Raw records:
# # # # # # #

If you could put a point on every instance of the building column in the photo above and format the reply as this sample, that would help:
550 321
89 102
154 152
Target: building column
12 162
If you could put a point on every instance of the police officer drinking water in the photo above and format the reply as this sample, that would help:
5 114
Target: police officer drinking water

# # # # # # #

Prompt:
Put each line of the records above into a numbered list, leaving out any blank lines.

Exercise result:
1. If you could put a point on every instance of the building column in the photo above and format the reply as this sample, that would help:
2. 550 321
3. 89 102
4. 154 152
5. Target: building column
6. 12 162
7. If you could put a point on every instance of the police officer drinking water in the photo above and format the reply as this sample, that would help:
8. 5 114
9. Target: police officer drinking water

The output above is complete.